## TEXTO ESCOLHIDO

Informação sobre a Crise Alimentar no Corno de África
O Corno de África está a braços com uma enorme crise alimentar, com milhões de pessoas severamente afectadas por uma seca que fustiga a Somália, o Quénia, a Etiópia, o Djibuti e o Uganda.
Em Julho, as Nações Unidas declararam as regiões de Bakool e Lower Shabelle, no sul da Somália, zonas de fome, mas outras regiões do país enfrentam uma acentuada escassez de alimentos.
Qual o número de pessoas afectadas?
As Nações Unidas apontam para 10.7 milhões pessoas a necessitar de ajuda humanitária na Somália, Quénia, Etiópia, Djibuti e Uganda. Este valor representa um aumento de 30% face ao início do ano.
Estima-se que o número de pessoas afectadas irá aumentar à medida que os efeitos da seca corroem a capacidade das pessoas lhe resistirem. As Nações Unidas não prevêem melhorias para o próximo ano.
Nos últimos cinco anos, o corno de África sofreu duas crises de fome. Em 2006, cerca de 11 milhões de pessoas foram duramente atingidas pela seca (que atravessou toda a África e para a qual a Cáritas Portuguesa apoiou uma acção da Cáritas de Cabo Verde) e em 2008-2009, o número de pessoas afectadas chegou aos 20 milhões.
Em 1984-5, secas, fome e conflitos na Etiópia mataram quase 1 milhão de pessoas.
Esta é a pior seca dos últimos 60 anos?
Alguns meios de comunicação social, incluindo a BBC, e algumas agências humanitárias, têm descrito esta seca como a pior nos últimos 60 ano. Apesar de esta apreciação não ser consensual, esta é, sem dúvida, uma das situações mais graves dos últimos anos, principalmente porque o seu impacto nas populações tem sido empolado pelo preço extremamente alto dos alimentos e por respostas humanitárias limitadas .
Como é que esta seca se transformou numa emergência?
Numa região em que a água é escassa, a falta de chuva provoca más colheitas, o que, por sua vez, provoca escassez de alimentos. Muitas comunidades vivem da pastorícia mas o gado está a morrer por falta de água e pasto. A inflação dos preços, superior a 20%, em grande parte da África Oriental, colocou muitos alimentos fora do alcance das camadas mais pobres da população.
Há vários anos que a Somália vive numa situação de conflito o que tem limitado a ajuda humanitária, especialmente no sul, que é controlado por movimentos islâmicos que se opõem ao regime.
A falta de alimentos obrigou dezenas de milhares de somalis a empreender longas viagens para campos que estão além-fronteiras, principalmente no Quénia e na Etiópia. No início de 2011, a assistência humanitária abrangia 850 mil somalis e, actualmente, passou a abranger 2.850.000, ou seja, um terço da população da Somália (a Somália tem cerca de 9 milhões de habitantes).

Itens de uma fonte de dados
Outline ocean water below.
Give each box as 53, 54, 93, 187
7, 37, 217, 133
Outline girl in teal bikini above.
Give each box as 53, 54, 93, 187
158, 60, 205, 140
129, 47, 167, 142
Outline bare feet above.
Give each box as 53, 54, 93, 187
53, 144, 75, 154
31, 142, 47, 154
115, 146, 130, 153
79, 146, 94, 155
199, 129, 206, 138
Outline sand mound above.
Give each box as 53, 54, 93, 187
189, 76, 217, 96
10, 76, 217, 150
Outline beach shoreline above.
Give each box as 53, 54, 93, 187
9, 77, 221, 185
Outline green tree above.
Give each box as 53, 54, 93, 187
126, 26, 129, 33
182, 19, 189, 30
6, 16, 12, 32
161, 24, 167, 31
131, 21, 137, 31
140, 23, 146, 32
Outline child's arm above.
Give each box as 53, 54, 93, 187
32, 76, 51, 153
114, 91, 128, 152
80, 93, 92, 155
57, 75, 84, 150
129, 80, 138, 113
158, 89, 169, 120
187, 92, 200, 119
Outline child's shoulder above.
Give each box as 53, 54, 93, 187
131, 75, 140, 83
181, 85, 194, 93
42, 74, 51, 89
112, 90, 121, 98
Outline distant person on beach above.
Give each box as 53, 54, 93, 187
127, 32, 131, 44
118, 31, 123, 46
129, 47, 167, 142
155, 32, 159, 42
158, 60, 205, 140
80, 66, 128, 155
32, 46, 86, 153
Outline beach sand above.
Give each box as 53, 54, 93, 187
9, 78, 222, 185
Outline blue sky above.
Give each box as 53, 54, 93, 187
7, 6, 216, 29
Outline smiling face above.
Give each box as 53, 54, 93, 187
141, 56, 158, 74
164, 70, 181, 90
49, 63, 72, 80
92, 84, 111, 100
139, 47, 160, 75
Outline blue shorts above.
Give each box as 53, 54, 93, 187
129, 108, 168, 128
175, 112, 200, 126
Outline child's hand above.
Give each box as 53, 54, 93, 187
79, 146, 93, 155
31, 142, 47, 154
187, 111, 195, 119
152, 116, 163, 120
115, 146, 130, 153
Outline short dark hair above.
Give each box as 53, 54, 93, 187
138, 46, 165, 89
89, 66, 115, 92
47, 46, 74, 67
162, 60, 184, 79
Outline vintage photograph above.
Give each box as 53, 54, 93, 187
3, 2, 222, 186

## INSTRUÇÃO ESCRITA 1
Transcreva do texto sobre a crise alimentar no Corno de África o trecho que começa em "Esta é a pior" e segue até "pobres da população.".
## INSTRUÇÃO ESCRITA 2
Prolongue o texto sobre a crise alimentar no Corno de África a partir do ponto em que termina.
As entradas não têm qualquer papel nesta tarefa.

## RESPOSTA À TAREFA 1
Esta é a pior seca dos últimos 60 anos?
Alguns meios de comunicação social, incluindo a BBC, e algumas agências humanitárias, têm descrito esta seca como a pior nos últimos 60 ano. Apesar de esta apreciação não ser consensual, esta é, sem dúvida, uma das situações mais graves dos últimos anos, principalmente porque o seu impacto nas populações tem sido empolado pelo preço extremamente alto dos alimentos e por respostas humanitárias limitadas .
Como é que esta seca se transformou numa emergência?
Numa região em que a água é escassa, a falta de chuva provoca más colheitas, o que, por sua vez, provoca escassez de alimentos. Muitas comunidades vivem da pastorícia mas o gado está a morrer por falta de água e pasto. A inflação dos preços, superior a 20%, em grande parte da África Oriental, colocou muitos alimentos fora do alcance das camadas mais pobres da população.

## RESPOSTA À TAREFA 2
Apesar dos inúmeros programas de desenvolvimento e das intervenções de emergência, que se têm implementado nos últimos anos no Leste Africano, têm sucedido diversas crises alimentares. A UNICEF dá conta de que as pessoas estão conscientes dos ciclos de seca mas os efeitos são sempre uma incógnita. “Os sistemas de alerta têm melhorado, muitos projectos têm ajudado as comunidades a melhorar as suas práticas de gestão da água e de alimentos e até se tem registado progressos, apesar de ténues, no estado nutricional das crianças mas o impacto desta seca, que se tem intensificado nos últimos meses, e a crise dos refugiados somalis, têm afectado as populações muito mais do que se poderia prever ”.
Onde é que a crise é pior?
Em Junho, as Nações Unidas divulgaram um relatório no qual identificam a necessidade de ajuda da humanitária da seguinte forma: Quénia 3,5 milhões de pessoas, Etiópia 3,2 milhões de pessoas, Somália 2.850.000 pessoas, Uganda 600.000 pessoas e Djibuti 120.000 pessoas. Não estão disponíveis dados sobre a Eritreia, mas acredita-se que também seja um dos países afectados. Apesar dos totais, os dados não constituem um ranking da crise pois a situação varia entre, e dentro, dos países.
Por exemplo, as condições registadas nas regiões fronteiriças do Quénia e da Etiópia, com a Somália, são particularmente más pois estas são o destino de milhares de somalis famintos que caminham duas a três semanas, em média, e acabam por chegar a campos de refugiados superlotados. Entre 30% e 50% das crianças que ali chegam estão seriamente subnutridas.
A UNICEF acredita que no leste da Etiópia, em geral, ainda não se alcançou o “ponto de inflexão”, e há um certo de optimismo de que uma “crise ainda maior” pode ser evitada se os doadores responderem aos apelos de emergência e se houver ajuda alimentar suficiente para ser entregue.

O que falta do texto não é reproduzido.